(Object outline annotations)
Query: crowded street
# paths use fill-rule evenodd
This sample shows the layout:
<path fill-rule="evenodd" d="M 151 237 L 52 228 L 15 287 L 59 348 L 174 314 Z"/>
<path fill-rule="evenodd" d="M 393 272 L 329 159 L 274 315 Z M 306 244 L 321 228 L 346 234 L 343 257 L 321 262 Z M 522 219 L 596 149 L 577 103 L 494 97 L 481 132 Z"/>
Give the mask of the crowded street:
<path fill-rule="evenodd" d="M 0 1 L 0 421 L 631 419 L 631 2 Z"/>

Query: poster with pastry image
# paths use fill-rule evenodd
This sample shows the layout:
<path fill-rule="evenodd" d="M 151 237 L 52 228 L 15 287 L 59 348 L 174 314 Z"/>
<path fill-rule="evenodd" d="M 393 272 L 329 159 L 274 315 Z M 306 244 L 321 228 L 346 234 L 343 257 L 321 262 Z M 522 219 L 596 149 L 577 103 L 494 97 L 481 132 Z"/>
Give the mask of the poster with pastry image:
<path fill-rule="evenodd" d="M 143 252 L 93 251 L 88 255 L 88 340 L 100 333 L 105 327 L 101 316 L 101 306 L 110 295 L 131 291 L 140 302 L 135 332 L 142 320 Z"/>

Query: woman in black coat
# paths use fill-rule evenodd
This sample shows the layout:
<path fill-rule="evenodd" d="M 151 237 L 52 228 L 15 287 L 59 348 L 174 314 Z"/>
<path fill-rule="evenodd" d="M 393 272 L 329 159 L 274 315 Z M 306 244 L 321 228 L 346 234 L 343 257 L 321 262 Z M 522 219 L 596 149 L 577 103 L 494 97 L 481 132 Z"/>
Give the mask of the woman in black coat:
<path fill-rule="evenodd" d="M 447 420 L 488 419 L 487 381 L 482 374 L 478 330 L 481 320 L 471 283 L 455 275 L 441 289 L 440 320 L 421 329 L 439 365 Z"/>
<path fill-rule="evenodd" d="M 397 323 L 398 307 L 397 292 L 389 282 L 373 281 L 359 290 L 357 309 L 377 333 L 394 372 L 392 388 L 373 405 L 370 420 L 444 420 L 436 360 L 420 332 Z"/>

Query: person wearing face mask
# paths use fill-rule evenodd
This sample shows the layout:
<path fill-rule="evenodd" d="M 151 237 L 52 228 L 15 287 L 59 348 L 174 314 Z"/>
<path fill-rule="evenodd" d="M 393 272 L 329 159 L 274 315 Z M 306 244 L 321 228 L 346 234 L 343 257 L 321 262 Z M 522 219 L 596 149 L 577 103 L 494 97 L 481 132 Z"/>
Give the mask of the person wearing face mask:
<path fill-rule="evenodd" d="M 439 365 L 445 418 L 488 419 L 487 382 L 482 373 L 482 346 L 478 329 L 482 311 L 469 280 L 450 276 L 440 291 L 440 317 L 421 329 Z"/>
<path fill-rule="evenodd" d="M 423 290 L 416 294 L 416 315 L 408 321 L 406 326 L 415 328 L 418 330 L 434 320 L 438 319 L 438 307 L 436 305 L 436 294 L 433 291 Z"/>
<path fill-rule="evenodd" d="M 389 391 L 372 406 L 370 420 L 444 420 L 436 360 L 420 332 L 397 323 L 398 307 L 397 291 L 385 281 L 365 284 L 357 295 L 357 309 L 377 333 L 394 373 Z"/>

Exercise description: Retype every line of the listing above without changing anything.

Exercise response:
Query: crowded street
# paths use fill-rule evenodd
This sample shows the layout:
<path fill-rule="evenodd" d="M 151 237 L 52 228 L 15 287 L 59 348 L 174 314 Z"/>
<path fill-rule="evenodd" d="M 393 272 L 329 159 L 274 315 Z M 306 244 L 321 228 L 346 234 L 343 257 L 321 262 Z M 522 219 L 596 149 L 577 103 L 494 97 L 481 132 Z"/>
Give the mask of the crowded street:
<path fill-rule="evenodd" d="M 0 1 L 0 421 L 631 419 L 631 2 Z"/>

Query: poster with pastry image
# paths use fill-rule evenodd
This sample shows the layout:
<path fill-rule="evenodd" d="M 151 237 L 52 228 L 15 287 L 59 348 L 174 314 Z"/>
<path fill-rule="evenodd" d="M 393 272 L 329 159 L 274 315 Z M 306 244 L 321 228 L 346 234 L 343 257 L 321 262 Z M 522 219 L 596 149 L 577 103 L 494 97 L 481 132 Z"/>
Give the mask of the poster with pastry image:
<path fill-rule="evenodd" d="M 143 252 L 93 251 L 88 255 L 88 340 L 100 333 L 105 327 L 101 316 L 101 306 L 110 295 L 131 291 L 140 302 L 135 332 L 142 320 Z"/>

Query: woman in black coat
# paths use fill-rule evenodd
This sample shows the layout:
<path fill-rule="evenodd" d="M 151 237 L 52 228 L 15 287 L 59 348 L 174 314 Z"/>
<path fill-rule="evenodd" d="M 393 272 L 329 159 L 274 315 Z M 306 244 L 321 228 L 346 234 L 343 257 L 321 262 Z M 522 219 L 596 149 L 577 103 L 494 97 L 481 132 Z"/>
Give the mask of the woman in black coat:
<path fill-rule="evenodd" d="M 447 420 L 488 419 L 487 381 L 482 374 L 478 330 L 481 320 L 471 283 L 455 275 L 441 289 L 440 320 L 421 329 L 439 365 Z"/>
<path fill-rule="evenodd" d="M 397 323 L 398 307 L 397 292 L 389 282 L 373 281 L 359 290 L 357 309 L 377 333 L 394 372 L 392 388 L 373 405 L 370 420 L 444 420 L 436 360 L 420 332 Z"/>

Query: person wearing face mask
# paths use fill-rule evenodd
This sample shows the layout:
<path fill-rule="evenodd" d="M 151 237 L 52 228 L 15 287 L 59 348 L 174 314 Z"/>
<path fill-rule="evenodd" d="M 393 272 L 329 159 L 274 315 Z M 306 244 L 321 228 L 346 234 L 343 257 L 321 262 Z M 522 219 L 596 149 L 577 103 L 494 97 L 481 132 Z"/>
Give the mask of the person wearing face mask:
<path fill-rule="evenodd" d="M 439 365 L 445 418 L 488 419 L 487 382 L 482 373 L 482 346 L 478 329 L 482 311 L 469 280 L 450 276 L 440 291 L 440 317 L 421 329 Z"/>
<path fill-rule="evenodd" d="M 423 290 L 416 294 L 416 315 L 408 321 L 406 326 L 415 328 L 418 330 L 434 320 L 438 319 L 438 307 L 436 305 L 436 294 L 433 291 Z"/>
<path fill-rule="evenodd" d="M 389 391 L 372 406 L 370 420 L 444 420 L 436 360 L 420 332 L 397 323 L 398 307 L 397 291 L 385 281 L 365 284 L 357 295 L 357 309 L 377 333 L 394 373 Z"/>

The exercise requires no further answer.